__Problem description__
Each record must be retyped in full. No character may differ.

__Material provided__

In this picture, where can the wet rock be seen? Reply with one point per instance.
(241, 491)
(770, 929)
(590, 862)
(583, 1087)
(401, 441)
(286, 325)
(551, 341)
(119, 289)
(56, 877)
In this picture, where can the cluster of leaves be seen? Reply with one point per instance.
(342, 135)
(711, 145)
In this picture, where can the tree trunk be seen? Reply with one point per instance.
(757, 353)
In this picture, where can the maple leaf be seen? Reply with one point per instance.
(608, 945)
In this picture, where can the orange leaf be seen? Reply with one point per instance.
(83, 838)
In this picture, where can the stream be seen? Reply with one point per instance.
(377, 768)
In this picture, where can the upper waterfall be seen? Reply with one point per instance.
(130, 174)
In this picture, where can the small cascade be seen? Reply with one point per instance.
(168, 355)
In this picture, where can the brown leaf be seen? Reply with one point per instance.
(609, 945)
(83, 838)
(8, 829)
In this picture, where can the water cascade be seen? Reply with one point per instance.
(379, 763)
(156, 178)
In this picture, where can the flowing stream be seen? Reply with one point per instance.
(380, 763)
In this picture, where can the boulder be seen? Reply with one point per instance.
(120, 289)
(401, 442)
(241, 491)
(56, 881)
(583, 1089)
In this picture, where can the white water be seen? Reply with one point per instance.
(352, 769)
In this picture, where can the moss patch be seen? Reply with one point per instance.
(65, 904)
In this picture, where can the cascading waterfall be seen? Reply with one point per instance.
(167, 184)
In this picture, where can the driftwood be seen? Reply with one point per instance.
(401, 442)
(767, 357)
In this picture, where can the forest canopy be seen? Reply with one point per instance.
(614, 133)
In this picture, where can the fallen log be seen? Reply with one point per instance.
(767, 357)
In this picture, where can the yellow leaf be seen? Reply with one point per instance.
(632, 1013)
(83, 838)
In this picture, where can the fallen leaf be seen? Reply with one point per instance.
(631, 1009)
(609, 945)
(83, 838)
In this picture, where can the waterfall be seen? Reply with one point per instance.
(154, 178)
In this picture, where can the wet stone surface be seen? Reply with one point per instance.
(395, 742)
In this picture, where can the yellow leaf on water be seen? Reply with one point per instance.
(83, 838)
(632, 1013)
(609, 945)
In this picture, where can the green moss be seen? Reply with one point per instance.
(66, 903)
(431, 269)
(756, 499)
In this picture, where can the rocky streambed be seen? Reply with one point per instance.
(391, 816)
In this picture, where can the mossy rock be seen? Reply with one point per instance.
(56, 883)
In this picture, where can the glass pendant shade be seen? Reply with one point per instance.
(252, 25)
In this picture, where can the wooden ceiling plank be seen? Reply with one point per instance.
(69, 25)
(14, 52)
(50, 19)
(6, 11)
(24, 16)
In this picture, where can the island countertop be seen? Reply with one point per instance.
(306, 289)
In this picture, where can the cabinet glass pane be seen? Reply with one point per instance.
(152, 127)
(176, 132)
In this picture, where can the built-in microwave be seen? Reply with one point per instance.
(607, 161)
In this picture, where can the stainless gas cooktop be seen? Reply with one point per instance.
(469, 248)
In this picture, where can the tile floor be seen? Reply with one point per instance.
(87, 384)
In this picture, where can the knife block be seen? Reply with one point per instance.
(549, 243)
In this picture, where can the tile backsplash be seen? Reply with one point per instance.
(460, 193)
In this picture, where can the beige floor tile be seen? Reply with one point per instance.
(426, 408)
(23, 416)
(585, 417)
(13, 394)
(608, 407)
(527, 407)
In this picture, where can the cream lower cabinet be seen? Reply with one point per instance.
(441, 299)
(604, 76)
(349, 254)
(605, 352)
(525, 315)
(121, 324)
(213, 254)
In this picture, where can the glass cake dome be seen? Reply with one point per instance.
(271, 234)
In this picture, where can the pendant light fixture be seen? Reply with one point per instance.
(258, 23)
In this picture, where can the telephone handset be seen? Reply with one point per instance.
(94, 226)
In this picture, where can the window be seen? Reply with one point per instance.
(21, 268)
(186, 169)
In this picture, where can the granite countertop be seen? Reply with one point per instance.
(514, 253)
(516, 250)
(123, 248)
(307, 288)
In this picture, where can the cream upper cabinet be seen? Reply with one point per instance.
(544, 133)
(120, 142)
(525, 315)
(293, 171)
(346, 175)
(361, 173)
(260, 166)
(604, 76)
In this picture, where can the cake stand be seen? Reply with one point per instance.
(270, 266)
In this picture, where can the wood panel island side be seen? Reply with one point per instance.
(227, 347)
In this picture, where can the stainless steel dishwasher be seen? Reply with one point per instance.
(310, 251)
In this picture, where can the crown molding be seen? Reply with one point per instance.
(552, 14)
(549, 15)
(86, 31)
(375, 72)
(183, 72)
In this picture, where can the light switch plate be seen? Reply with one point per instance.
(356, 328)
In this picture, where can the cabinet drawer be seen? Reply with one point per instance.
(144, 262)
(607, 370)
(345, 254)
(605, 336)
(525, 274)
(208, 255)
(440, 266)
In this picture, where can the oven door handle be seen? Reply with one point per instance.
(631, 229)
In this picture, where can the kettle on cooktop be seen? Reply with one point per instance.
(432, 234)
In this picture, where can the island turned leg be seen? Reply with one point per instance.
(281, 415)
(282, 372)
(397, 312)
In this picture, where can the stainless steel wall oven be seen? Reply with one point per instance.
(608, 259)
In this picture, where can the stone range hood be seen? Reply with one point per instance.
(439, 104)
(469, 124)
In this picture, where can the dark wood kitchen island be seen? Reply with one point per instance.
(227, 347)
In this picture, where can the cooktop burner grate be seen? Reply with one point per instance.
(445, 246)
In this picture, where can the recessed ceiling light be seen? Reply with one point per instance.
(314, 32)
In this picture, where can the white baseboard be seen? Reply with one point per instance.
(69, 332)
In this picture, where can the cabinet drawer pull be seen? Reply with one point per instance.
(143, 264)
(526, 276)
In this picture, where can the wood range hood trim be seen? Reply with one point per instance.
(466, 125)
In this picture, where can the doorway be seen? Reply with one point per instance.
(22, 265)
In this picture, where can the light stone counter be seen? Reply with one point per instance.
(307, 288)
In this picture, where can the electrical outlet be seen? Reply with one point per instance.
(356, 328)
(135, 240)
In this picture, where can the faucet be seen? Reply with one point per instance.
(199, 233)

__Exercise output__
In this picture, where can the wet rock be seen? Reply with one point per instance.
(241, 491)
(770, 929)
(590, 862)
(583, 1087)
(401, 441)
(286, 325)
(551, 341)
(119, 289)
(56, 877)
In this picture, where can the cluster of leaves be seen? Reply with one point per instance.
(342, 135)
(711, 145)
In this picture, where can the tree trunk be seen? Reply with one point per instance.
(757, 353)
In this picture, where can the maple leaf be seen? Reply with one point per instance.
(608, 945)
In this picture, where can the orange leaf be seen? Reply with one point per instance.
(83, 838)
In this picture, where can the stream be seen? Reply with one point per instance.
(377, 768)
In this picture, where can the upper waterfall be seen? Reply with one point per instance.
(130, 174)
In this picture, where can the small cascade be seen? Reply with one point per instance.
(168, 355)
In this picture, where can the brown leaf be seen? Reply with one point per instance.
(609, 945)
(83, 838)
(8, 829)
In this picture, where can the water cascade be seen? Reply with one point per instance.
(379, 763)
(156, 178)
In this picture, where can the flowing stream be seen? Reply with one point per instance.
(380, 763)
In this picture, where can the boulder be seen? Reply with one point per instance.
(120, 289)
(401, 442)
(241, 491)
(56, 881)
(583, 1089)
In this picture, where can the white water be seen? Reply with one point per instance.
(352, 769)
In this picture, where can the moss patch be seen? Reply with one point per instance.
(65, 904)
In this picture, where can the cascading waterfall be seen? Reply with one point per instance.
(167, 184)
In this picture, where can the driftwood be seen? Reply with one point per instance.
(401, 442)
(767, 357)
In this picture, where can the forest canopy be seen? Reply with one point per instance.
(614, 133)
In this picture, where can the fallen log be seen? Reply with one point per instance.
(767, 357)
In this picture, where can the yellow leaf be seen? Reply with one point per instance.
(632, 1013)
(83, 838)
In this picture, where can the fallen leaf be seen? Reply with one point per instance.
(631, 1009)
(609, 945)
(83, 838)
In this picture, where can the waterfall be seen? Reply with one point per instance.
(154, 178)
In this picture, where can the wet stone surface be seen? Reply with one point per instance.
(395, 742)
In this picture, where can the yellow leaf on water be seen? Reply with one point per instance.
(83, 838)
(632, 1013)
(609, 945)
In this picture, where can the green moss be seen? Reply with one point per instance.
(66, 903)
(431, 269)
(756, 499)
In this picture, where can the rocky streambed be seen? Reply with one point per instance.
(391, 816)
In this picture, where can the mossy rock be seen? Reply with one point per instance.
(56, 883)
In this picture, where can the glass pendant shade be seen? Reply with one point per instance.
(252, 25)
In this picture, where can the wooden ceiling plank be seen? Reply with one point per instance.
(69, 25)
(14, 52)
(50, 19)
(6, 11)
(24, 16)
In this picture, where can the island countertop be seen? Reply with one point per instance.
(306, 289)
In this picture, where can the cabinet glass pane be seen? Reply with one point per instance.
(152, 127)
(176, 132)
In this picture, where can the built-in microwave be seen? Reply with one point per instance.
(607, 161)
In this picture, where can the stainless gas cooktop be seen? Reply with one point per instance.
(469, 248)
In this picture, where can the tile floor be seen? Reply with one point per instance.
(87, 384)
In this picture, where can the knife block be seen? Reply with one point per instance.
(549, 243)
In this picture, where can the tile backsplash be seen? Reply with one point per instance.
(460, 193)
In this picture, where can the beige floor tile be seen? Reply with one point per instance.
(426, 408)
(23, 416)
(585, 417)
(13, 394)
(608, 407)
(527, 407)
In this picture, where can the cream lower cabinet be seen? Reply with one point per instance.
(441, 299)
(604, 76)
(349, 254)
(605, 352)
(525, 315)
(121, 324)
(213, 254)
In this picture, where can the glass cake dome be seen? Reply with one point per instance.
(271, 234)
In this picture, where can the pendant light fixture be seen? Reply with one point per instance.
(258, 23)
In this picture, where can the telephone handset be seen? Reply with one point per instance.
(94, 226)
In this picture, where can the window be seen? Reply with one point per instance.
(21, 268)
(186, 169)
In this picture, where can the granite countertop be seen? Reply with one point per instance.
(514, 253)
(516, 250)
(123, 248)
(307, 288)
In this picture, where can the cream upper cabinet be seen? Reply with one point per instance.
(544, 133)
(120, 142)
(525, 315)
(293, 171)
(346, 175)
(361, 173)
(260, 166)
(604, 76)
In this picture, where can the cake stand be seen? Reply with one point per instance.
(270, 266)
In this picture, where can the wood panel island side be seen? Reply with one point per instance.
(227, 347)
In this picture, where can the stainless steel dishwasher be seen? Reply with one point per instance.
(310, 251)
In this picture, where can the crown molding be seen? Reply with one point per instance.
(552, 14)
(549, 15)
(86, 31)
(375, 72)
(183, 72)
In this picture, where can the light switch plate be seen? Reply with one point per instance.
(356, 328)
In this picture, where can the cabinet drawer be seen? Reply with one point per instance.
(144, 262)
(607, 370)
(345, 254)
(605, 336)
(525, 274)
(208, 255)
(440, 266)
In this picture, where can the oven door handle be seen? Reply with one point per instance.
(631, 229)
In this picture, where can the kettle on cooktop be seen? Reply with one point per instance.
(432, 234)
In this picture, where can the island turned leg be seen? Reply with one point per instance.
(281, 415)
(282, 372)
(397, 312)
In this picture, where can the stainless steel wall oven be seen? Reply with one point per instance.
(608, 259)
In this picture, where can the stone range hood be seen? Reply with one point per instance.
(439, 104)
(469, 124)
In this picture, where can the dark wood kitchen island be seen? Reply with one point per instance.
(227, 347)
In this picture, where can the cooktop burner grate be seen? Reply with one point per instance.
(445, 246)
In this picture, where can the recessed ceiling light be seen? Reply with one point per instance.
(314, 32)
In this picture, where can the white baseboard be seen? Reply with one point per instance.
(69, 332)
In this picture, where can the cabinet drawer pull be seen? Reply with one point per instance.
(143, 264)
(526, 276)
In this picture, where can the wood range hood trim be seen? Reply with one point per instance.
(466, 125)
In this picture, where can the doorway be seen? Reply with one point per instance.
(22, 265)
In this picture, where can the light stone counter be seen? Reply with one point per instance.
(307, 288)
In this picture, where can the electrical outlet be seen? Reply with one point per instance.
(356, 328)
(135, 240)
In this picture, where can the faucet be seen? Reply with one point per instance.
(199, 233)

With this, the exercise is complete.